++++ Provided entries
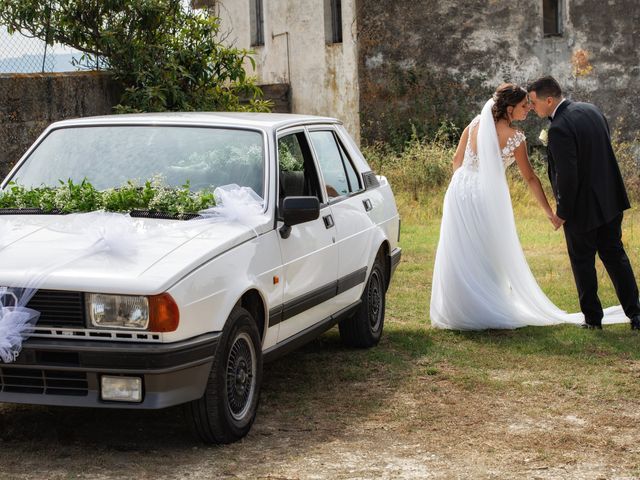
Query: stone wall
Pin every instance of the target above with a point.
(29, 103)
(425, 62)
(323, 76)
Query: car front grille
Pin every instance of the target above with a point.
(59, 308)
(43, 382)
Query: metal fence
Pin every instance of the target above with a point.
(20, 53)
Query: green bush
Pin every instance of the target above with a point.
(420, 167)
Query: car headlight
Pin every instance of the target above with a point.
(118, 311)
(155, 313)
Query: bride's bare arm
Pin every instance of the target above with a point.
(459, 155)
(522, 159)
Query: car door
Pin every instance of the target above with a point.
(349, 206)
(310, 257)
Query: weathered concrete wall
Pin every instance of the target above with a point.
(29, 103)
(425, 61)
(323, 77)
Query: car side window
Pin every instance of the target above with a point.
(354, 180)
(297, 172)
(339, 175)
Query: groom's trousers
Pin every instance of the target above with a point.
(605, 240)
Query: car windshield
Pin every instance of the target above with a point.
(110, 156)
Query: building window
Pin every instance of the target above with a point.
(333, 21)
(552, 17)
(257, 22)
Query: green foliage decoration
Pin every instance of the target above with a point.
(70, 197)
(166, 57)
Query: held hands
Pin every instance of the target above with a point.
(556, 221)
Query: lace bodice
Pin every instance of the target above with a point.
(471, 157)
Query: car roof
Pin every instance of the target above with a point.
(231, 119)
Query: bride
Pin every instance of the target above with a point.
(481, 278)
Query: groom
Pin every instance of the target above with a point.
(590, 197)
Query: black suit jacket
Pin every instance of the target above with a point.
(583, 169)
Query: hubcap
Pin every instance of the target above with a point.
(375, 301)
(241, 376)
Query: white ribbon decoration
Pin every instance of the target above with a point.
(114, 234)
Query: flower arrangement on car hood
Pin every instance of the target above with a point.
(69, 197)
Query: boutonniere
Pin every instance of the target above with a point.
(544, 136)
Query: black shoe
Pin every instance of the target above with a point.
(591, 326)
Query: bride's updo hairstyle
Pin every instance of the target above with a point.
(507, 95)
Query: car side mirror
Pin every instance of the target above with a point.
(296, 210)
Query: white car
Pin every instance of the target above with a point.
(190, 317)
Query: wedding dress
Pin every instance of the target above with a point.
(481, 278)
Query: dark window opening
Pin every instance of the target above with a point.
(333, 21)
(551, 17)
(257, 22)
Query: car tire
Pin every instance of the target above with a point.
(364, 328)
(227, 409)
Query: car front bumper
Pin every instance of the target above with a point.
(67, 372)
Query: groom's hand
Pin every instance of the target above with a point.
(557, 221)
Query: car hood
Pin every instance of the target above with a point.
(112, 253)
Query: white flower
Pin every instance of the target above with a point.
(544, 136)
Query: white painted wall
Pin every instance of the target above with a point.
(323, 77)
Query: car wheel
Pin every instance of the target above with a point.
(228, 407)
(364, 328)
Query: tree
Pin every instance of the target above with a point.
(165, 56)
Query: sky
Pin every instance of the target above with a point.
(26, 54)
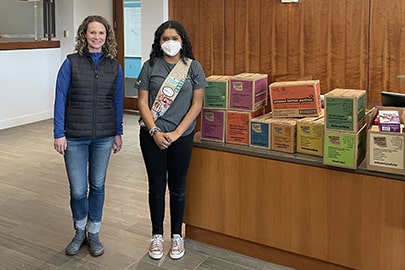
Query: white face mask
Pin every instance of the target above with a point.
(171, 47)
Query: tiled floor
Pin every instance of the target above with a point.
(35, 220)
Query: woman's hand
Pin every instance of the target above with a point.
(60, 145)
(117, 144)
(162, 140)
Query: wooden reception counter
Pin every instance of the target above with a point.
(292, 210)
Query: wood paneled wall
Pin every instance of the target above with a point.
(347, 43)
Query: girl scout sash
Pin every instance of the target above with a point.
(170, 88)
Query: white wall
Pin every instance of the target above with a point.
(27, 83)
(27, 77)
(159, 9)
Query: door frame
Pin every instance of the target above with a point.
(130, 103)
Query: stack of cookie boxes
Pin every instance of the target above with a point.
(386, 140)
(230, 103)
(345, 132)
(291, 103)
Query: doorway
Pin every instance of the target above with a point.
(127, 20)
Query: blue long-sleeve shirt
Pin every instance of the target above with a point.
(62, 88)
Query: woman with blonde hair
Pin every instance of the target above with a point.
(88, 114)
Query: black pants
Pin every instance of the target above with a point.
(169, 167)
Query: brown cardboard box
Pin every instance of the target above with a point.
(344, 149)
(345, 109)
(385, 151)
(310, 135)
(283, 134)
(237, 126)
(216, 93)
(295, 99)
(248, 92)
(260, 131)
(213, 125)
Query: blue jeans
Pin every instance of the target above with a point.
(86, 162)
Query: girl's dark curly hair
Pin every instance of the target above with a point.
(110, 45)
(186, 50)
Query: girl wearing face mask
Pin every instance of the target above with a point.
(169, 104)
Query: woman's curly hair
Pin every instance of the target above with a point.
(110, 45)
(186, 48)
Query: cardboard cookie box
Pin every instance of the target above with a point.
(345, 109)
(295, 99)
(237, 126)
(216, 93)
(344, 149)
(310, 135)
(284, 134)
(385, 151)
(260, 131)
(213, 125)
(248, 92)
(385, 148)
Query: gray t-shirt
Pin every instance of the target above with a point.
(151, 78)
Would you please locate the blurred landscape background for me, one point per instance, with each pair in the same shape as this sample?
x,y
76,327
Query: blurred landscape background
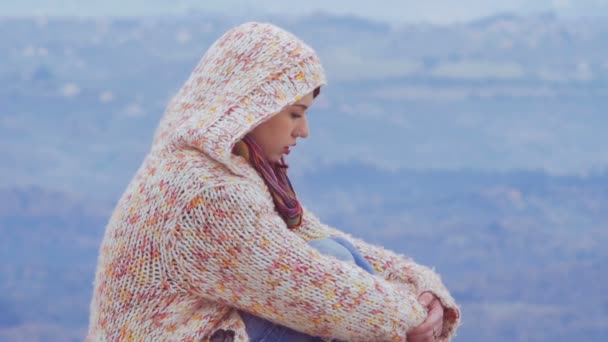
x,y
475,145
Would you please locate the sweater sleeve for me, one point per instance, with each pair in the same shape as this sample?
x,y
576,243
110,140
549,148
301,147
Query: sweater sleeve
x,y
394,268
233,248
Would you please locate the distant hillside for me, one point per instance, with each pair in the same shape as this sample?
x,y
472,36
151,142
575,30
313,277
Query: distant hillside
x,y
510,246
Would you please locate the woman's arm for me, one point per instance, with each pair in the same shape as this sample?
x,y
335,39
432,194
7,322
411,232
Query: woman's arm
x,y
394,268
232,247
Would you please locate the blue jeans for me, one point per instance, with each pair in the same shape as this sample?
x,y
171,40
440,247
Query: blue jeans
x,y
260,329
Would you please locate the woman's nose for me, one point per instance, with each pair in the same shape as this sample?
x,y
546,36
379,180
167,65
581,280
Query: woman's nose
x,y
303,129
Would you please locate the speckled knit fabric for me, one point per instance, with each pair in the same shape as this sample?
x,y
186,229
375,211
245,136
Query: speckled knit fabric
x,y
195,237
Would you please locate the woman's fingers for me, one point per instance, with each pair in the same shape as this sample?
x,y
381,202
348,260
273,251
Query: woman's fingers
x,y
433,323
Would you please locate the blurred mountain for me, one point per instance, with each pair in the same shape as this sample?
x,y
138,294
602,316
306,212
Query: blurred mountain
x,y
81,97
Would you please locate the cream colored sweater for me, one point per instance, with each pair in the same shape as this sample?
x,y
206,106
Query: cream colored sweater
x,y
195,237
++++++++
What needs to be done |
Restating the data word for word is the task, and pictures are to be omitted.

Task solution |
Query: stone wall
Pin every instance of the target above with a point.
(29, 103)
(425, 62)
(323, 76)
Query: car front grille
Pin every instance of the target above with a point.
(59, 308)
(43, 382)
Query: metal fence
Pin every instance of the target above with a point.
(20, 53)
Query: green bush
Pin every instance of the target above with a point.
(420, 167)
Query: car headlight
Pin every instance of the target above with a point.
(118, 311)
(155, 313)
Query: bride's bare arm
Pin every instance of the target above with a point.
(459, 155)
(522, 159)
Query: car door
Pin every instance of the target above with a point.
(349, 206)
(310, 257)
Query: weathered concrete wall
Pin every instance of the target above with a point.
(29, 103)
(425, 61)
(323, 77)
Query: car side window
Pin every instance of the target above with a point.
(354, 180)
(297, 172)
(339, 175)
Query: groom's trousers
Pin every instance of the target above with a point.
(605, 240)
Query: car windshield
Pin every instance of the target above with a point.
(110, 156)
Query: building window
Pin every instance of the target above with a point.
(333, 21)
(552, 17)
(257, 22)
Query: green foliage decoration
Pin every instance of the target above with a point.
(70, 197)
(166, 57)
Query: held hands
Pin every instance of the target above with a point.
(556, 221)
Query: lace bodice
Pin every instance of the target above with a point.
(471, 157)
Query: car roof
Pin every instance of the target above with a point.
(231, 119)
Query: bride
Pin every instance of the target above with a point.
(481, 278)
Query: groom
Pin every instance of the target above with a point.
(590, 197)
Query: black suit jacket
Pin every instance of the target above with a point.
(583, 169)
Query: hubcap
Pin every instance of the target above with a point.
(375, 301)
(241, 376)
Query: white ribbon decoration
Pin every instance of the target above with a point.
(114, 234)
Query: flower arrangement on car hood
Pin every instance of the target above with a point.
(69, 197)
Query: boutonniere
Pin every instance of the target above with a point.
(544, 136)
Query: black shoe
Pin every instance of the target above with a point.
(591, 326)
Query: bride's updo hairstyle
Pin every instance of the target above with a point.
(507, 95)
Query: car side mirror
Pin every instance of the target above with a point.
(296, 210)
Query: white car
Pin every instance of the target above with a point.
(190, 317)
Query: wedding dress
Pin every instance of the target above with a point.
(481, 278)
Query: dark window opening
Pin every instance of the target above with a point.
(333, 21)
(551, 17)
(257, 22)
Query: car tire
Pin every instance of the target above with a point.
(364, 328)
(227, 409)
Query: car front bumper
Pin every instance of the target above with a point.
(67, 372)
Query: groom's hand
Pin every instance of the target above with a point.
(557, 221)
Query: car hood
Pin every instance of the target above with a point.
(112, 253)
Query: white flower
Pin every instance of the target above with a point.
(544, 136)
Query: white painted wall
Pin every instance of the target above with a point.
(323, 77)
Query: car wheel
Pin every instance of the target above with a point.
(228, 407)
(364, 328)
Query: tree
Pin every instance of the target above with a point.
(165, 56)
Query: sky
Pin every instance of the target above with a point.
(26, 54)
Query: white face mask
Pin every instance of the target above with a point.
(171, 47)
Query: tiled floor
Pin every instance of the target above with a point.
(35, 220)
Query: woman's hand
Pin every instance of the target above with a point.
(60, 145)
(117, 144)
(162, 140)
Query: wooden reception counter
Pin every instance of the target above with a point.
(292, 210)
Query: wood paneled wall
Pin every instance of the target above with a point.
(347, 43)
Query: girl scout sash
Pin every instance of the target above with a point.
(170, 88)
Query: white wall
Pin every instance of the target above with a point.
(27, 83)
(27, 77)
(159, 9)
Query: door frame
Pin every instance of the target above with a point.
(130, 103)
Query: stack of cookie boxes
Pin every instance of the target above with a point.
(386, 140)
(230, 103)
(345, 132)
(291, 103)
Query: doorway
Pin every instance of the target above with a point.
(127, 20)
Query: blue long-sleeve shirt
Pin every instance of the target above with a point.
(62, 88)
Query: woman with blonde hair
Pin every instance of the target above with a point.
(88, 114)
Query: black pants
Pin every instance of the target above with a point.
(169, 167)
Query: brown cardboard box
Pin every instance of the target above with a point.
(344, 149)
(345, 109)
(385, 151)
(310, 135)
(283, 134)
(237, 126)
(216, 93)
(295, 99)
(248, 92)
(260, 131)
(213, 125)
Query: blue jeans
Pin every instance of the target above with a point.
(86, 162)
Query: girl's dark curly hair
Pin every instance of the target above with a point.
(110, 45)
(186, 50)
Query: girl wearing face mask
Pin every instance of the target above with a point.
(169, 104)
Query: woman's curly hair
Pin every instance of the target above with a point.
(110, 45)
(186, 48)
Query: cardboard cookie box
Pin every instance of the target above with a point.
(345, 109)
(295, 99)
(237, 126)
(216, 93)
(344, 149)
(310, 135)
(284, 134)
(385, 151)
(260, 131)
(213, 125)
(248, 92)
(385, 148)
Query: gray t-shirt
Pin every instance of the target above with a point.
(151, 78)
Would you please locate the blurred landscape background for me, one point per instance, with each pair in the same shape as this sample?
x,y
76,327
Query: blurred landscape background
x,y
475,145
Would you please locate the sweater sleeve for me, one point per instance, with each pair in the same shape as this sample?
x,y
576,243
110,140
549,148
301,147
Query: sweater sleeve
x,y
394,268
233,248
Would you please locate the distant hillside for me, one point per instance, with each pair in the same shape as this sample?
x,y
472,36
151,142
575,30
313,277
Query: distant hillside
x,y
510,246
Would you please locate the woman's arm for me, one point per instance, with each pair in the same shape as this sample?
x,y
335,39
432,194
7,322
411,232
Query: woman's arm
x,y
394,268
232,247
Would you please locate the blue jeans for me, one point per instance, with each pair in the same shape as this sample?
x,y
171,40
440,247
Query: blue jeans
x,y
260,329
Would you please locate the woman's nose for me, one point per instance, with each pair in the same shape as this sample?
x,y
546,36
379,180
167,65
581,280
Query: woman's nose
x,y
303,129
Would you please locate the speckled knit fabric for me, one point per instance, with each pair in the same shape as this sample?
x,y
186,229
375,211
245,136
Query: speckled knit fabric
x,y
195,237
Would you please locate the woman's fingers for me, one point per instance, with each pair in the same shape as this sample?
x,y
381,202
348,260
273,251
Query: woman's fingers
x,y
433,323
Would you please locate the blurred mountain for me, one point per instance, with each pair in the same shape as this sample?
x,y
138,294
602,316
306,212
Query: blurred mountain
x,y
81,97
Would you please locate the cream colored sweater for me, one point per instance, with each pair in the same shape as this sample?
x,y
206,106
Query: cream colored sweater
x,y
195,237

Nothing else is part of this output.